▶ _Goal of the exercise_
The records shown below are to be repeated exactly and completely.

*** Opening of Provided information ***

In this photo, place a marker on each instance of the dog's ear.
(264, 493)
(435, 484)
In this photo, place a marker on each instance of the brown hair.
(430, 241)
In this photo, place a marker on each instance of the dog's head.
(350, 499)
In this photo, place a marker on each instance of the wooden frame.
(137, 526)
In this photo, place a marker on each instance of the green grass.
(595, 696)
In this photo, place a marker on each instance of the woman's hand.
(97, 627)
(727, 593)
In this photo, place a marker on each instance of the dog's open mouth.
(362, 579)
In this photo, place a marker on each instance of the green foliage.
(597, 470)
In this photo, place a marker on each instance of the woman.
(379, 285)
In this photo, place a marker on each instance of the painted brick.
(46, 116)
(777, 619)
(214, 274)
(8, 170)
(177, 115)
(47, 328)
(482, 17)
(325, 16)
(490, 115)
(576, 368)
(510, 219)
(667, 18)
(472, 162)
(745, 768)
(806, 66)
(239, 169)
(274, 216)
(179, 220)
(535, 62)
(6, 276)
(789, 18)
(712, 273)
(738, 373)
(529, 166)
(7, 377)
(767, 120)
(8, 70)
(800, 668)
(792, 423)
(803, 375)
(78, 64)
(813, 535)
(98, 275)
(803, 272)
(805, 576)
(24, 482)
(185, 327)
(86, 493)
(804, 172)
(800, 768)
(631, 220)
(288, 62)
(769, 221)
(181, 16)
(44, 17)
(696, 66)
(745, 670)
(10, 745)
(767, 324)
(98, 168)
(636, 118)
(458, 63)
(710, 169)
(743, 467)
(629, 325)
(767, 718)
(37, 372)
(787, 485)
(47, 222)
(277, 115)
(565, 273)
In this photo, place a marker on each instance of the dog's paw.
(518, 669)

*** Close of Provided information ***

▶ _Reply_
In this photo, place a marker on each instance of the dog's ear.
(264, 493)
(435, 484)
In this photo, place a marker on each instance of the brown hair.
(430, 241)
In this photo, place a marker on each instance of the dog's head.
(350, 499)
In this photo, place a marker on each instance of the wooden frame.
(137, 526)
In this photo, place a marker on each instance of the green grass.
(595, 696)
In this photo, place a marker on each instance of the woman's hand.
(97, 627)
(727, 593)
In this photo, place a marker on each instance of the dog's open mouth.
(362, 579)
In this photo, place a marker on each instance of the green foliage.
(597, 470)
In this photo, place a marker on each instance of the woman.
(379, 285)
In this photo, place a marker on each instance of the painted brick.
(46, 116)
(777, 619)
(214, 274)
(8, 170)
(177, 115)
(47, 328)
(482, 17)
(325, 16)
(490, 115)
(576, 368)
(510, 219)
(667, 18)
(472, 162)
(745, 768)
(806, 66)
(239, 169)
(274, 216)
(179, 220)
(535, 62)
(6, 276)
(789, 18)
(712, 273)
(738, 373)
(529, 166)
(7, 377)
(767, 120)
(8, 70)
(800, 668)
(792, 423)
(803, 375)
(78, 64)
(813, 535)
(98, 275)
(803, 272)
(805, 576)
(24, 482)
(185, 327)
(86, 493)
(804, 172)
(800, 768)
(631, 220)
(288, 62)
(769, 221)
(181, 16)
(44, 17)
(696, 66)
(745, 670)
(10, 745)
(767, 324)
(98, 168)
(636, 118)
(458, 63)
(710, 169)
(743, 467)
(629, 325)
(767, 718)
(37, 372)
(787, 485)
(47, 222)
(277, 115)
(565, 273)
In this photo, place a marker on each instance of the dog's paw.
(518, 669)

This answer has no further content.